-- start Material to process --

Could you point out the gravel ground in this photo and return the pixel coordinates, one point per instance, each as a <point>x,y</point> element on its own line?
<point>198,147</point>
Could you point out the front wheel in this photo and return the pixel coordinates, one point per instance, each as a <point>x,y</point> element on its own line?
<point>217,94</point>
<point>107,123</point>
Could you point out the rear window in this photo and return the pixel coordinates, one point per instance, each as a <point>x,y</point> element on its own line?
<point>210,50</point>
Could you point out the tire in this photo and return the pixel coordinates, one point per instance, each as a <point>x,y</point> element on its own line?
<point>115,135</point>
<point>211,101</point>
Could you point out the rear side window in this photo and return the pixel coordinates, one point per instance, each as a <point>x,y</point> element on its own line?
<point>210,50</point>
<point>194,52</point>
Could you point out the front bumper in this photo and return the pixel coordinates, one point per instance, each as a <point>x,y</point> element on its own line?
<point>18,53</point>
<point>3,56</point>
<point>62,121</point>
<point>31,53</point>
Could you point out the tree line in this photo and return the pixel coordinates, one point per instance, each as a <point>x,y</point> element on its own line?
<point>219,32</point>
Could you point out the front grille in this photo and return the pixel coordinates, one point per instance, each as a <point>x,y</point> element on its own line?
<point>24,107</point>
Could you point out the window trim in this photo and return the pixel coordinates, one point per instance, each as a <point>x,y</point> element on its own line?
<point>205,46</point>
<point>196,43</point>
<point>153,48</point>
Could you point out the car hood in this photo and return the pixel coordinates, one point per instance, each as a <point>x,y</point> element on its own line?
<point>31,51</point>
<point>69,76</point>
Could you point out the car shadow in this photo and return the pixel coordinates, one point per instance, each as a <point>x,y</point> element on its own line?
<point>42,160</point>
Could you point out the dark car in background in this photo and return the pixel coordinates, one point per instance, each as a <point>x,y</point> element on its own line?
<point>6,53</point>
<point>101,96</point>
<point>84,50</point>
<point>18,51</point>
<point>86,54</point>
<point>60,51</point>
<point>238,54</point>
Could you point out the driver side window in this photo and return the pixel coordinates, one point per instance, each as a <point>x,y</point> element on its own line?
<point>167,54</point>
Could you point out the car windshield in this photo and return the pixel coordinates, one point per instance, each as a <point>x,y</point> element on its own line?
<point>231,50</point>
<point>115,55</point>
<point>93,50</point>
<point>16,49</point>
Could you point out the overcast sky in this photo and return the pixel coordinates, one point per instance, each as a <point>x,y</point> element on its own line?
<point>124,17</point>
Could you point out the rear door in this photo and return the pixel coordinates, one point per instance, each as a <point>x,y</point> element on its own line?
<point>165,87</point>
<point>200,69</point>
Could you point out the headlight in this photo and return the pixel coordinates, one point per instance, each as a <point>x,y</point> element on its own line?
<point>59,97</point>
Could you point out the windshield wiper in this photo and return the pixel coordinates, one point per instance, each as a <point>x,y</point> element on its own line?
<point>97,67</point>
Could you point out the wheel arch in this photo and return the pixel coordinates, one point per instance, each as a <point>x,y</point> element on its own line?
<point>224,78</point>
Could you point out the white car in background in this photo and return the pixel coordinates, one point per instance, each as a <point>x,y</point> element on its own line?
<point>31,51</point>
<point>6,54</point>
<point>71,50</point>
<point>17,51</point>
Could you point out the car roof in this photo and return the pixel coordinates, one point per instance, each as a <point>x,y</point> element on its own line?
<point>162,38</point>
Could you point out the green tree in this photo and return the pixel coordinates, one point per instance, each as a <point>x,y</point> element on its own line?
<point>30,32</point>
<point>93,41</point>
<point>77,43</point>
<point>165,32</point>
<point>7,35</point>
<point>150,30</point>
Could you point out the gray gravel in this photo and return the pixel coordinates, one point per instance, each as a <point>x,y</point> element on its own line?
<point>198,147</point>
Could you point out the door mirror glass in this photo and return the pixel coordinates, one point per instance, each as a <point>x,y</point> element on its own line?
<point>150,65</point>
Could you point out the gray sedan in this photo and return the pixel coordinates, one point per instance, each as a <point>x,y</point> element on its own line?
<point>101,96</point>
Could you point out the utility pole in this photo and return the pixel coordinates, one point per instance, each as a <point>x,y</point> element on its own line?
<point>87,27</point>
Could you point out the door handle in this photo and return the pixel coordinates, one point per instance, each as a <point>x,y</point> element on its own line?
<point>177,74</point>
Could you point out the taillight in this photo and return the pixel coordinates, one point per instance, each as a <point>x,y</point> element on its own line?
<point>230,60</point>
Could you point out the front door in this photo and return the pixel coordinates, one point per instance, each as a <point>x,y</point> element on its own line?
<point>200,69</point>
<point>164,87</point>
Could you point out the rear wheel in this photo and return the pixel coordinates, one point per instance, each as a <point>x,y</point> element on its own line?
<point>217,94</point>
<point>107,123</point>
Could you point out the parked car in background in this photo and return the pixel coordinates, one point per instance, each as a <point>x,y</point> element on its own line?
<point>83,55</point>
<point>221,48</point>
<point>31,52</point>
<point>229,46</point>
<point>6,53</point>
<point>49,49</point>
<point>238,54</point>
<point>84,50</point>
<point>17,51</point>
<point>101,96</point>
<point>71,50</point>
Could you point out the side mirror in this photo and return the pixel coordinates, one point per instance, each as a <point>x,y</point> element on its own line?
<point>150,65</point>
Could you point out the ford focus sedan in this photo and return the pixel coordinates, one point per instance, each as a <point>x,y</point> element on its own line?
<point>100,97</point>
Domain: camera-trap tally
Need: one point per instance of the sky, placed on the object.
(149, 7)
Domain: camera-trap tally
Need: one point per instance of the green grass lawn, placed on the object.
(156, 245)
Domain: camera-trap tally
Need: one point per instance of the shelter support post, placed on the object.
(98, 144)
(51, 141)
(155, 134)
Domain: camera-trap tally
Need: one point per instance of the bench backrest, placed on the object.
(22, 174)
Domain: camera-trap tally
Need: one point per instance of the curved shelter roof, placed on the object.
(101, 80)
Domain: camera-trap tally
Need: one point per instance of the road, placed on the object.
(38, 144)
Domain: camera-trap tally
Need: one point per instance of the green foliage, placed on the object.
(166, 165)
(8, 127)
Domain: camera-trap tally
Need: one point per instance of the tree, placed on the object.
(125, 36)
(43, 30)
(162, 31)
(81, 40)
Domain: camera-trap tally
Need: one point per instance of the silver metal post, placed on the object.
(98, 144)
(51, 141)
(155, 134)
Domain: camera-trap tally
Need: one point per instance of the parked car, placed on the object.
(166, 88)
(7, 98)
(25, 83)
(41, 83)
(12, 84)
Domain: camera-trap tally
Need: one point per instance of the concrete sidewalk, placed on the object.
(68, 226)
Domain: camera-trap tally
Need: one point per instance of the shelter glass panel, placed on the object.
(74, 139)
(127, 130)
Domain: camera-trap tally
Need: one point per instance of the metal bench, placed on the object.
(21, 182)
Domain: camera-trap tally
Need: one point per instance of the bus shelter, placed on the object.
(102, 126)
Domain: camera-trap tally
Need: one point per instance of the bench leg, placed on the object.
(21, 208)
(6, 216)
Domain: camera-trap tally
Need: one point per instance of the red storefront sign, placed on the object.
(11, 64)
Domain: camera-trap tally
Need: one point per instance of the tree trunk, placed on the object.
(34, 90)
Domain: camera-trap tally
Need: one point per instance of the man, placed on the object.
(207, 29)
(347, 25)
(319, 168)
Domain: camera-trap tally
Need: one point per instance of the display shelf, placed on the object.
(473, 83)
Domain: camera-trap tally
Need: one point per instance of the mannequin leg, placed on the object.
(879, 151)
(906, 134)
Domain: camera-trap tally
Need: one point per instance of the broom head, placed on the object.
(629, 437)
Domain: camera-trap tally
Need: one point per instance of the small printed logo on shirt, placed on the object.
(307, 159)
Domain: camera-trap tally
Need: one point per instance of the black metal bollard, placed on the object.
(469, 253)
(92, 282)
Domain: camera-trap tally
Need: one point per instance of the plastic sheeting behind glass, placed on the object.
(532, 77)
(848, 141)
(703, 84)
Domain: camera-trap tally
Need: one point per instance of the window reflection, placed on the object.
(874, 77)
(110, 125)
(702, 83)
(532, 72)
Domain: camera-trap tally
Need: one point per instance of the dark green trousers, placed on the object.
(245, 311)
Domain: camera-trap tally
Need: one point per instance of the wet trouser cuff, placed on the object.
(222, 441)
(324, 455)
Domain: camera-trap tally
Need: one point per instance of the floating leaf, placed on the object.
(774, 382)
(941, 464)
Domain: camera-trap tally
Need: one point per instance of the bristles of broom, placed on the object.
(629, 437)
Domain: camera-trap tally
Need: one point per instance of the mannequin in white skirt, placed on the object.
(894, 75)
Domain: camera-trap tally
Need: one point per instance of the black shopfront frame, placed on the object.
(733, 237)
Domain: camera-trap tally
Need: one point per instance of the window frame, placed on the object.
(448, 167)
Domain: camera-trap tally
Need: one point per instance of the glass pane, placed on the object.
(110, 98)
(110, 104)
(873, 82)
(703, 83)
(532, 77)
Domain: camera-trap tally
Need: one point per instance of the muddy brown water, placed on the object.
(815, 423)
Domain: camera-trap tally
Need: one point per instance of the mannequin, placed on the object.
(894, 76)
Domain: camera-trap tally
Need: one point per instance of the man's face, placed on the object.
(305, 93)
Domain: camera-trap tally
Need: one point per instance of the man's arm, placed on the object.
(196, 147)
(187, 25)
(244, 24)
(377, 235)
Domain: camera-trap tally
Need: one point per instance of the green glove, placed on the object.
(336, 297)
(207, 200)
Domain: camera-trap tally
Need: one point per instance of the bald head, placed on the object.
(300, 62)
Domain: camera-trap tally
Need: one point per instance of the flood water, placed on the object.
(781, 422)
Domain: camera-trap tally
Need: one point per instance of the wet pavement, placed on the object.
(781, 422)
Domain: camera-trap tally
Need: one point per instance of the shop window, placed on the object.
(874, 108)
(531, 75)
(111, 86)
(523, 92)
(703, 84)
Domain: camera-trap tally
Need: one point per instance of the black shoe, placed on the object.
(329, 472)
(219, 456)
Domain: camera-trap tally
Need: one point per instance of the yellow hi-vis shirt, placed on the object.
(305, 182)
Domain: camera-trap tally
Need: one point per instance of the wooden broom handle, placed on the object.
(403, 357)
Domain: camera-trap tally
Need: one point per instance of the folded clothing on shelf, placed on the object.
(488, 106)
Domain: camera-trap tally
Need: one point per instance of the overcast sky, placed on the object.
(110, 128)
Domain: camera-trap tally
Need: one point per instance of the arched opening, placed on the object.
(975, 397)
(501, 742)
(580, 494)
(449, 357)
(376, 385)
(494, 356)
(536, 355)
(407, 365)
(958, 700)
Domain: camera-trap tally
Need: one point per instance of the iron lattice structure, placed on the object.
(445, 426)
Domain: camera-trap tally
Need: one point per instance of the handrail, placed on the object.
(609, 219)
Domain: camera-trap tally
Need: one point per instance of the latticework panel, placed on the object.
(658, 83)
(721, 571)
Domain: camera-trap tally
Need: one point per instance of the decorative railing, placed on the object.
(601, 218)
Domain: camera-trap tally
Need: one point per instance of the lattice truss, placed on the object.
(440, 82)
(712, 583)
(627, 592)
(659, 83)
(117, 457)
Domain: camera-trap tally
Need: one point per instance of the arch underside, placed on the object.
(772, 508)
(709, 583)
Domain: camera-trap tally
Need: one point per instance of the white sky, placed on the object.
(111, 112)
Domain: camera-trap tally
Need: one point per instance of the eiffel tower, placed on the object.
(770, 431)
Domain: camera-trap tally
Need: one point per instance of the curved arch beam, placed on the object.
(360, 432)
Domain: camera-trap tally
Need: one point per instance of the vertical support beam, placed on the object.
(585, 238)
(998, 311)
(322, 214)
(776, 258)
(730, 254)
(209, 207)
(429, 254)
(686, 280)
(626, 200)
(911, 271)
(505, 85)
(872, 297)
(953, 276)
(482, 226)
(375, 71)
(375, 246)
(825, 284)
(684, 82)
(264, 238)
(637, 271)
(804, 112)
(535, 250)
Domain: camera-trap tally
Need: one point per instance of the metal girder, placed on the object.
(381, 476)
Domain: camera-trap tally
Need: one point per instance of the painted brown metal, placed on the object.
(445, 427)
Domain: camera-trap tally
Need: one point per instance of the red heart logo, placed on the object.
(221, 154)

-- end Material to process --

### Task goal
Identify every line in the items above that contains the string "tree", and copy each of those lines.

### Response below
Could you point out the tree line in this photo and return the pixel coordinates, one point per instance, each as a <point>x,y</point> element on its own line?
Could you point out the green tree in this photo and return the pixel coordinates, one point per instance, each as a <point>x,y</point> element on its own line?
Need: one point per instance of the tree, placed on the object.
Need: one point per instance of the tree trunk, placed on the object.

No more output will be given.